**Source:**
+===+

Velouté sauce is light stock thickened with blond roux; this velouté sauce recipe walks you through smooth texture, clean flavor, and steady heat.
Velouté is one of the classic French sauces that turns plain chicken, fish, or vegetables into a plate that feels finished. It’s pale, glossy, and gentle, with enough body to cling to food without tasting heavy.
The whole trick is balance: a blond roux that stays golden, stock that’s warm, and whisking that keeps starch from clumping. Get those pieces right and you can use the sauce as-is or as a base for mushroom, lemon, or white wine variations.
Velouté Sauce Recipe With Foolproof Roux Ratio
This method uses a ratio you can scale up or down. It also keeps the heat calm so the roux thickens without turning brown.

+===+

**Data listing:**
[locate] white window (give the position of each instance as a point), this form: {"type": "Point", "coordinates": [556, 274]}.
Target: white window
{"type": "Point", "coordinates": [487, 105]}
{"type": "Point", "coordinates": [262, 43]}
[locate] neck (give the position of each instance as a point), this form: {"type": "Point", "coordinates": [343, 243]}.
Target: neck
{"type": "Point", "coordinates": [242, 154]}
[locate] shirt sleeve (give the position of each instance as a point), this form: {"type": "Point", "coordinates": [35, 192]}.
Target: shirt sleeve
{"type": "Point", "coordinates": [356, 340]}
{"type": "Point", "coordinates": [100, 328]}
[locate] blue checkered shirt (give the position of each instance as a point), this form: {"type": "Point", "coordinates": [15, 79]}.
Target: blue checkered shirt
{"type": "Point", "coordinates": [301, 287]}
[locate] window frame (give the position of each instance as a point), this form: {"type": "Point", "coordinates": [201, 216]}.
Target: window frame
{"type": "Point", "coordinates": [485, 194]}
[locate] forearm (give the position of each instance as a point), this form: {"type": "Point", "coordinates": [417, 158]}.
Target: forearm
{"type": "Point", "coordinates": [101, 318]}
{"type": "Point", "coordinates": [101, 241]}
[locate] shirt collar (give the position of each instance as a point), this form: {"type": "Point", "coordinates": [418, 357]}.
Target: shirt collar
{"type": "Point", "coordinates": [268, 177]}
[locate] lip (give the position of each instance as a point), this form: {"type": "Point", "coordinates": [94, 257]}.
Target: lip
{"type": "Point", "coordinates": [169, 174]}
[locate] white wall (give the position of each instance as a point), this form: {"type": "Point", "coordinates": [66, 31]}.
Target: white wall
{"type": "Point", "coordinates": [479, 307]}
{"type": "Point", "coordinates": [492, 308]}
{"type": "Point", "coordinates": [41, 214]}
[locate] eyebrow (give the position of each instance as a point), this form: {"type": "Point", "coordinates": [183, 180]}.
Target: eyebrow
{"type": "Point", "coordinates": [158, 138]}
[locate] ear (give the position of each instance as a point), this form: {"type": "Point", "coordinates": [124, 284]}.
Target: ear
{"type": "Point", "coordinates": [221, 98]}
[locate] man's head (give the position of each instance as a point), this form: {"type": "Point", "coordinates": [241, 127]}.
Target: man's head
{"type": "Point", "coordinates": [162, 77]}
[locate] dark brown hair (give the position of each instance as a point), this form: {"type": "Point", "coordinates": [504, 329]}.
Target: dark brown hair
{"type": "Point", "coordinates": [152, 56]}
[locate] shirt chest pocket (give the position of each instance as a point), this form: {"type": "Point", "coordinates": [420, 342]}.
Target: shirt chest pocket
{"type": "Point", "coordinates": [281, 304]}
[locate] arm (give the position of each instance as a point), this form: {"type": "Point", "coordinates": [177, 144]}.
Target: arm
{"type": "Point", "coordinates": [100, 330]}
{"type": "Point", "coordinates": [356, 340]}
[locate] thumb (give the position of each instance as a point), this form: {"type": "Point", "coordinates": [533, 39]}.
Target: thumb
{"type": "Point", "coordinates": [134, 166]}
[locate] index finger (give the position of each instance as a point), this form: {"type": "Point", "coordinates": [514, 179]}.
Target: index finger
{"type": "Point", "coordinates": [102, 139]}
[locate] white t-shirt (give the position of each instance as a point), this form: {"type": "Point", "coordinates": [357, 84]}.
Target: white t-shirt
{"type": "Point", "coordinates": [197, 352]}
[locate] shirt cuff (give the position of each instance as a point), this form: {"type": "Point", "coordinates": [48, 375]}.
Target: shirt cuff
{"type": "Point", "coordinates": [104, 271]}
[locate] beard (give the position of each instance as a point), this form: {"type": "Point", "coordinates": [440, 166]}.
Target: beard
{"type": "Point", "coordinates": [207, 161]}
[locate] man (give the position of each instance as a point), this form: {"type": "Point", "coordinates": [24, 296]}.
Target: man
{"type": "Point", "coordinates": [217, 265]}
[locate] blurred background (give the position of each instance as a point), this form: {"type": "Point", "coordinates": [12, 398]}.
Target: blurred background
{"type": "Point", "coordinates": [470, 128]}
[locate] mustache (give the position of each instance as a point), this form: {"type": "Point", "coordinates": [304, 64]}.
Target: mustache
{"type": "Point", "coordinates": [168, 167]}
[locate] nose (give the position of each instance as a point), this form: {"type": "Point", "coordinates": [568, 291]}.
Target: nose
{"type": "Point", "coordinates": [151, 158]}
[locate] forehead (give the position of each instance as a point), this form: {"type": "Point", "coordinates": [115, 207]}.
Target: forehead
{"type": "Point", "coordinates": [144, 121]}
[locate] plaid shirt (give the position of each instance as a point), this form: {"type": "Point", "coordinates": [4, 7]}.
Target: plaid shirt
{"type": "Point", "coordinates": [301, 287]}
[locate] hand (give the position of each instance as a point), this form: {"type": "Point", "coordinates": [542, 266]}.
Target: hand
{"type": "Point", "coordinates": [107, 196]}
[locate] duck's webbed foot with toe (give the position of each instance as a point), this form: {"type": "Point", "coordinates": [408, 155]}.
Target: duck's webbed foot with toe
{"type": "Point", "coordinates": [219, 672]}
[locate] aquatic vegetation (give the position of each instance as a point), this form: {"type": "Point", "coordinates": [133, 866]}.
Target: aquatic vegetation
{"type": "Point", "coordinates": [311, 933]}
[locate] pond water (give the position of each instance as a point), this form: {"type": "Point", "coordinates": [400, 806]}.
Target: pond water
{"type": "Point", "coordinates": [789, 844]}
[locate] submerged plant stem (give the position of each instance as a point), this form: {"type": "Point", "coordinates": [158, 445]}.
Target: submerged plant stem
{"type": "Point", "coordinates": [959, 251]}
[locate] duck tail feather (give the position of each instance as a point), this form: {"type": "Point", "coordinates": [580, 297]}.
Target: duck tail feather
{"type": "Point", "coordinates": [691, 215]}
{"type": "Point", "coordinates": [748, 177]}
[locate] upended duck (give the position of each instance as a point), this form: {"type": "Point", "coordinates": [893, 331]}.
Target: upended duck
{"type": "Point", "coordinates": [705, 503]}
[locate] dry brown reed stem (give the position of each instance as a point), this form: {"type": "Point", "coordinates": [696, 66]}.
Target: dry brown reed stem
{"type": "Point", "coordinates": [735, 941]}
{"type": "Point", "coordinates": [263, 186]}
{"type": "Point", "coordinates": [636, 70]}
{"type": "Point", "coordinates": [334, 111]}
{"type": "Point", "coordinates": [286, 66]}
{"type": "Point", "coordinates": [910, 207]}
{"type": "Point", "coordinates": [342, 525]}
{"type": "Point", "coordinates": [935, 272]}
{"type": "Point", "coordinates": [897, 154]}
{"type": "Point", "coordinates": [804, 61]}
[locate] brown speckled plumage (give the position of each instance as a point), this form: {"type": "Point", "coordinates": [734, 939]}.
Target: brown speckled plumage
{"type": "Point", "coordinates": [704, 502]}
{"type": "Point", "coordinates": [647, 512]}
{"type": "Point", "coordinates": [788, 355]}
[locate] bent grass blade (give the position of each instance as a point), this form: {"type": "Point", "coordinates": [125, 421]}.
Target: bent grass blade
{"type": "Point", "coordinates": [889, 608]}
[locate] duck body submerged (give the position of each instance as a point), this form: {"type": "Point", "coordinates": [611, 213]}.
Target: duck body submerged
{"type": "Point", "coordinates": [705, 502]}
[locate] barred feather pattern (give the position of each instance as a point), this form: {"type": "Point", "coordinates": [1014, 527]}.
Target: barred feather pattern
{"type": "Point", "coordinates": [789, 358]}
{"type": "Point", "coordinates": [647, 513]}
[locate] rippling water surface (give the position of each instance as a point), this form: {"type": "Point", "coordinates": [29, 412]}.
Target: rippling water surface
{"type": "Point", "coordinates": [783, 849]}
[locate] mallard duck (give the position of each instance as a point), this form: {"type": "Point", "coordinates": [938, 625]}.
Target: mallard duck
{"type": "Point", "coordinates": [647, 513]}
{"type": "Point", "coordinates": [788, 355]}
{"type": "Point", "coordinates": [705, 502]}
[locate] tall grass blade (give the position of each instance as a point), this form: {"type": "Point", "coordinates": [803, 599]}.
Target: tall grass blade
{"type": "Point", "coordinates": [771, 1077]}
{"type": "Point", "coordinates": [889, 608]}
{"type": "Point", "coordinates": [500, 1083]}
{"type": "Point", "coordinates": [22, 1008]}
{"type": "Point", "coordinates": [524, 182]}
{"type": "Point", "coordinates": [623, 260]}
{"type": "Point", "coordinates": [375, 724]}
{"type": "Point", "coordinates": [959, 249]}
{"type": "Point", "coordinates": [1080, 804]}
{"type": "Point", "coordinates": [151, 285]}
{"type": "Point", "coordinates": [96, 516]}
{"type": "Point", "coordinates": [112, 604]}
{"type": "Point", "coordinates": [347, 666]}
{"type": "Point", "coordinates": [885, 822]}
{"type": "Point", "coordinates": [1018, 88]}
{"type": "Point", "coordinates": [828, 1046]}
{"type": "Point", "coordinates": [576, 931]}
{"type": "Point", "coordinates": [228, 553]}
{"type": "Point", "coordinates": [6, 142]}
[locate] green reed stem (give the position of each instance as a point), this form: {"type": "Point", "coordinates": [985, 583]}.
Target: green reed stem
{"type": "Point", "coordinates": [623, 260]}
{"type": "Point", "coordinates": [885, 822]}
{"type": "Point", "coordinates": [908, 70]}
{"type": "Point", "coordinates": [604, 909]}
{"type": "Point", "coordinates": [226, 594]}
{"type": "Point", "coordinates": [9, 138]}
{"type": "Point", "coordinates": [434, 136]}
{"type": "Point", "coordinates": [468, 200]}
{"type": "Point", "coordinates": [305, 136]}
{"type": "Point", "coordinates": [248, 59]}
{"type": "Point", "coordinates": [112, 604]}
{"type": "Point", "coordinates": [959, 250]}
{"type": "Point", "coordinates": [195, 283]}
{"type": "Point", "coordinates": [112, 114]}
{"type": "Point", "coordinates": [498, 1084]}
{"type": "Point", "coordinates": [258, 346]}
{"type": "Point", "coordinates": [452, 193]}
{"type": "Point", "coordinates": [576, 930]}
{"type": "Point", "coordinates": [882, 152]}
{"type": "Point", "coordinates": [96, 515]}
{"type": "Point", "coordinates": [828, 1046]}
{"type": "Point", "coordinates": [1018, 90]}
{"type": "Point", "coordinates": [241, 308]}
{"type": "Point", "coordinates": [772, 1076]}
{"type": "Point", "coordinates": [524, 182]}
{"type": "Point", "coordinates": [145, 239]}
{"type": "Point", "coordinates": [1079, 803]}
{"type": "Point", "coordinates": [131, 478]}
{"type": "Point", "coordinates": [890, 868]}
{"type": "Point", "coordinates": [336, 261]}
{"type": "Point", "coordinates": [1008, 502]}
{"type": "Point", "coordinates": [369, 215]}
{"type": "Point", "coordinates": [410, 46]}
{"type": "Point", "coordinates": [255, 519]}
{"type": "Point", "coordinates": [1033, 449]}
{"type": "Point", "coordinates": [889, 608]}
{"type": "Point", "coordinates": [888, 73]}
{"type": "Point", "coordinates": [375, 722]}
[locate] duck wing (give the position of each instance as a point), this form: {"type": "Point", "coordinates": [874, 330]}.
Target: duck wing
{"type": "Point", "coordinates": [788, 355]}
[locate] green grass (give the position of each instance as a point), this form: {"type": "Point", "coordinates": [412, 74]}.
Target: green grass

+===+

**Tasks for this exercise:**
1. Reproduce the passage of the velouté recipe that begins with "Velouté sauce is" and runs through "without turning brown.".
2. Gather every line in the entries that contains the string "tail".

**Answers to the problems:**
1.
Velouté sauce is light stock thickened with blond roux; this velouté sauce recipe walks you through smooth texture, clean flavor, and steady heat.
Velouté is one of the classic French sauces that turns plain chicken, fish, or vegetables into a plate that feels finished. It’s pale, glossy, and gentle, with enough body to cling to food without tasting heavy.
The whole trick is balance: a blond roux that stays golden, stock that’s warm, and whisking that keeps starch from clumping. Get those pieces right and you can use the sauce as-is or as a base for mushroom, lemon, or white wine variations.
Velouté Sauce Recipe With Foolproof Roux Ratio
This method uses a ratio you can scale up or down. It also keeps the heat calm so the roux thickens without turning brown.

2.
[locate] duck tail feather (give the position of each instance as a point), this form: {"type": "Point", "coordinates": [580, 297]}.
Target: duck tail feather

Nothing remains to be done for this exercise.